* [TEXT]
Are these sunglass lenses linearly polarized or what? This is a difficult question to phrase, so please bear with me. I found some cheap sunglasses and pulled out the plastic lenses which are polarized. For clarity, I have labeled them as lens-1 and -2 with faces A and B. 

There are three cases I need help with in explaining what is going on. I wrote a letter “A” on a sheet of white paper that I am looking at through these lenses. 
Case (1): Sides 1A and 2A (or sides 1B and 2B)

If put side 1A in front and 2A in back (or vice versa), there is a color change depending on the rotation. With $0^0$ or $180^0$ rotation, there is a brownish color while a $90^0$ or $270^0$ rotations produces a greyish color. If on the other hand, one switches the A-sides to B’s, you get the exact same colors as above (as expected).
Here is where I was really surprised. If you have combinations of 1A and 2B, I found to my surprise that it matters which lens goes in front.

* [INFORMATION SUPPLIED]
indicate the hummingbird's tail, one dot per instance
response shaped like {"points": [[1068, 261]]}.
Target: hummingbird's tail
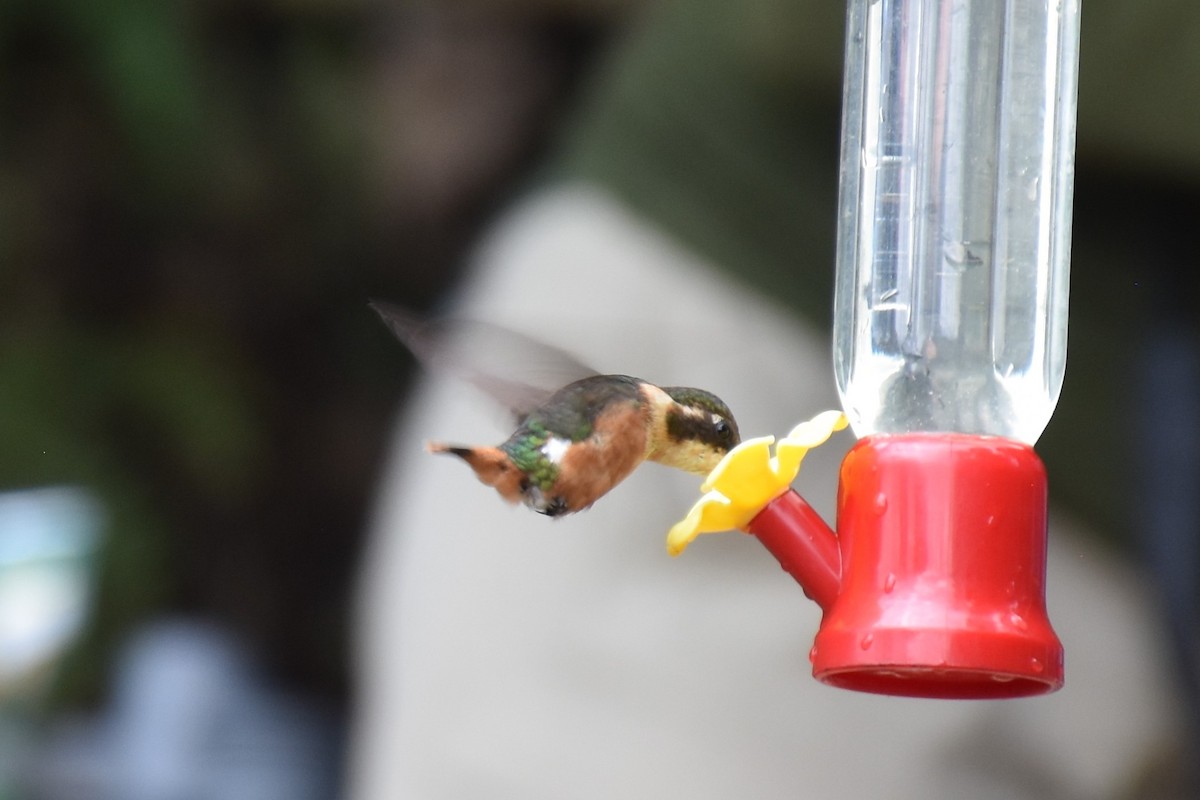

...

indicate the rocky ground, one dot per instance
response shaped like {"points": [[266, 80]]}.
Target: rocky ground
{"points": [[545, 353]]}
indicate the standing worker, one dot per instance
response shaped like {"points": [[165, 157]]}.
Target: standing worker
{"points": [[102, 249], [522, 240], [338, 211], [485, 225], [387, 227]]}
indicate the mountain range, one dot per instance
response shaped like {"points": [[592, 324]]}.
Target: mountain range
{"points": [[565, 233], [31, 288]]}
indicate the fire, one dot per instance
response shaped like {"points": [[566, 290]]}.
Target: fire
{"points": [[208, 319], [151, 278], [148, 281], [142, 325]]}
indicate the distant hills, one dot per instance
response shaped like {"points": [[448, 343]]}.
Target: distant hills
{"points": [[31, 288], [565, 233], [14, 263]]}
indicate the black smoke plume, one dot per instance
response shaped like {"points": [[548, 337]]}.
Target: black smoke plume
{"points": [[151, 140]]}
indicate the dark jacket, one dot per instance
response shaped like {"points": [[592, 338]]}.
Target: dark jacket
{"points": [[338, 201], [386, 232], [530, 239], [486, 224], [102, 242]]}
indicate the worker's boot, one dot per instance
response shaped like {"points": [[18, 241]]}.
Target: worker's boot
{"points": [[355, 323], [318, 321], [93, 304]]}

* [EXERCISE SET]
A - In the sunglass lens passage, what color appears when sides 1A and 2A are combined at a rotation of 0° or 180°?
B - Resume the sunglass lens passage after its last sentence.
The entries come from a separate source, not from the sunglass lens passage.

* [ANSWER SET]
A - A brownish color.

B -
Case (2): Side 1A in front with 2B behind (or sides 1B and 2A)

With lens-1A in front, you can barely see the letter A with rotations of $0^0$ or $180^0$ whereas with rotations of $90^0$ or $270^0$ it appears to have perpendicular polarizations. 
Case (3): Side 1A behind while 2B is in front (or sides 1B and 2A)

Reversing the order of 1A and 2B allows me to clearly see the letter A with rotations of $0^0$ or $180^0$. On the other hand, rotations of $90^0$ or $270^0$ appear to have perpendicular polarizations. So apparently, the order in which lenses 1A and 2B appear matter.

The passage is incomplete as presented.